==== TEXTE FOURNI ====
La Cour était saisie d'une question préjudicielle posée par le Conseil d'Etat, lui-même saisi par quatre requérants qui s'étaient vu refuser le déréférencement de certaines données sensibles par Google. La CNIL, agissant au nom du G29, c'est-à-dire d'un groupe réunissant l'ensemble des autorités de protection européennes, a mis en demeure Google de procéder au déréférencement sur l'ensemble de ses moteurs de recherche. En l'absence de réponse positive, le 10 mars 2016, elle a condamné Google à une amende de 100 000 €. Cette sanction est contestée par Google, et c'est à l'occasion de ce recours que le Conseil d'Etat a posé la présente question préjudicielle, demandant si le droit à l'oubli s'applique aux seuls moteurs de recherche utilisés dans les Etats de l'Union, ou à l'ensemble des moteurs gérés par Google, y compris hors territoire européen.


Oubli, déréférencement, effacement



Loubli n’est jamais absolu sur internet. Il se traduit seulement par un oubli légal, c’est-à-dire le déréférencement de données qui ne sont plus accessibles sans pour autant disparaître tout à fait. Initié dans le droit de la presse, il a d'abord été invoqué devant les tribunaux pour sanctionner et réparer les révélations sur le passé d’une personne, le plus souvent son passé judiciaire. Intervenant à un moment où elle a reconstruit sa vie, la publication de son ancienne condamnation est considérée comme une atteinte au droit d’être oublié, envisagé comme un élément de sa vie privée. 

Peu à peu, le droit à l'oubli est devenu un élément de la protection des données personnelles, s'appliquant à toutes les données sensibles, c'est-à-dire celles dont la divulgation emporte une atteinte à la vie privée des personnes. Sa consécration dans ce domaine fut précisément assurée par la CJUE, dans une célèbre décision rendue le 13 mai 2014, Google Spain SL, Google Inc. c. Agencia Espanola de Proteccion de Datos(AEPD). Elle y affirme d'abord qu'un moteur de recherches doit être considéré comme un traitement de données personnelles et que l'exploitant de ce moteur de recherches est le "responsable du traitement" au sens du droit de l'Union.

Elle exige ensuite de Google le déréférencement d'articles de presse remontant à 1998 et mentionnant la vente sur saisie des biens appartenant au requérant, alors lourdement endetté. A l’époque, la CJUE déduisait le droit à l'oubli a directive européenne du 24 octobre 1995  qui consacrait alors un droit de rectification des données inexactes ou incomplètes. C'est ce texte qui était en vigueur au moment du recours qui a donné lieu à la présente question préjudicielle.
====
QUESTIONS À TRAITER:
**a.** Recopiez le passage du texte sur le droit à l'oubli qui commence par les mots contenant "Elle exige ensuite" et se termine par "présente question préjudicielle.".
**b.** D'après le texte sur le droit à l'oubli, de quel montant est l'amende à laquelle la CNIL a condamné Google le 10 mars 2016 ?
==== DONNÉES ENREGISTRÉES ====
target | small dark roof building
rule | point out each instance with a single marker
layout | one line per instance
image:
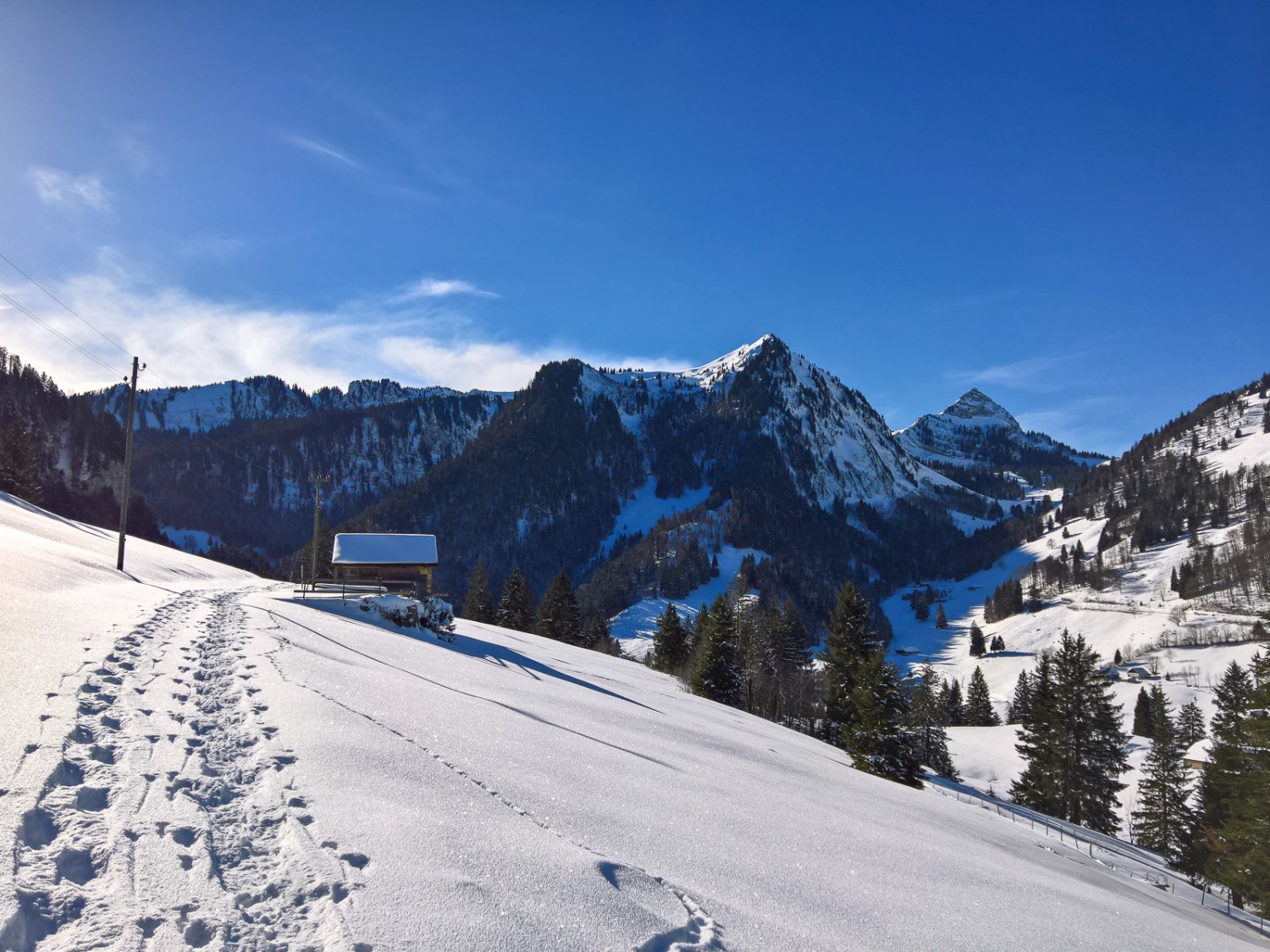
(385, 558)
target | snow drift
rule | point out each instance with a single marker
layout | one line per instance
(192, 758)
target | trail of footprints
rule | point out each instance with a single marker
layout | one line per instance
(233, 857)
(700, 933)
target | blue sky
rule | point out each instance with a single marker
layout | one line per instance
(1064, 206)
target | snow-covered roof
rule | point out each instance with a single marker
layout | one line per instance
(384, 548)
(1199, 751)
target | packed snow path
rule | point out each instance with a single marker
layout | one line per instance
(190, 758)
(168, 771)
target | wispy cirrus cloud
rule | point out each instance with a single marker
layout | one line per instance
(1038, 373)
(69, 190)
(427, 289)
(323, 150)
(190, 339)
====
SOLUTIONS PROPOSÉES:
**a.**
Elle exige ensuite de Google le déréférencement d'articles de presse remontant à 1998 et mentionnant la vente sur saisie des biens appartenant au requérant, alors lourdement endetté. A l’époque, la CJUE déduisait le droit à l'oubli a directive européenne du 24 octobre 1995  qui consacrait alors un droit de rectification des données inexactes ou incomplètes. C'est ce texte qui était en vigueur au moment du recours qui a donné lieu à la présente question préjudicielle.

**b.** Une amende de 100 000 €.